=== TEXT EXCERPT ===
____

Senators prod DOH, DepEd to prioritize vaccination of teachers


Senators on Wednesday urged the Department of Education (DepEd) and Department of Health (DOH) to also prioritize teachers in the national COVID-19 vaccination program as the government prepares for the resumption of face-to-face classes.

This, as they scored the "unacceptable" rate at which a small number of teachers have been inoculated.

Senator Nancy Binay made the appeal after learning from the DepEd, during the hybrid hearing of the Senate Committee on Basic Education, Arts and Culture on the planned resumption of face-to-face classes, that the vaccination rate for the entire teaching population under the agency is only at 30-plus percent.

“Maybe we can do a special vaccination program for our teachers. If we were able to do it for our tourism industry workers, why can’t we do it for our teachers?" Binay pointed out during the hearing.

Senator Pia Cayetano echoed Binay's appeal saying that the DepEd should have made adequate preparations in the one and a half years the schools had been closed due to the pandemic.

“Even though we know the President has not yet allowed (face-to-face classes), we expect that all the planning was happening," Cayetano said.

" Sad to say, I feel there is no urgency in ensuring that there was a plan in place to get all the teachers vaccinated and clearly, it wasn’t a top priority,” she lamented.

Later on during the hearing, DepEd Undersecretary Nepomuceno Malaluan corrected the figures, saying that at least 57 percent of the teacher population have been inoculated.

But the senators said 57 percent is still not acceptable.

"Our teachers are our frontliners. I am shocked. Fifty-seven percent for me is still unacceptable," Binay said.

Sen. Sherwin Gatchalian, chair of the Senate education panel, also prodded education officials to give priority to the vaccination of teachers which is essential to a safe reopening of classes.

"The push here is to go back to face-to-face classes. This is also one way of giving confidence to parents," Gatchalian said.

"That’s one of the ways of building confidence, which we are quite not satisfied with the way it is going,” he stressed.

____

=== WHAT IS EXPECTED ===
Rewrite the stretch of the article on teacher vaccination from "Senators on Wednesday" through "at 30-plus percent.", swapping "hybrid hearing" for "online hearing".

=== Stored data entries ===
____

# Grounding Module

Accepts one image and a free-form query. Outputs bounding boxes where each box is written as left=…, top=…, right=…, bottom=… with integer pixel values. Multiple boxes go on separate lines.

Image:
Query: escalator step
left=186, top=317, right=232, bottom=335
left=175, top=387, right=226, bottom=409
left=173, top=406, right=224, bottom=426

____

=== FINAL ANSWER ===
Senators on Wednesday urged the Department of Education (DepEd) and Department of Health (DOH) to also prioritize teachers in the national COVID-19 vaccination program as the government prepares for the resumption of face-to-face classes.

This, as they scored the "unacceptable" rate at which a small number of teachers have been inoculated.

Senator Nancy Binay made the appeal after learning from the DepEd, during the online hearing of the Senate Committee on Basic Education, Arts and Culture on the planned resumption of face-to-face classes, that the vaccination rate for the entire teaching population under the agency is only at 30-plus percent.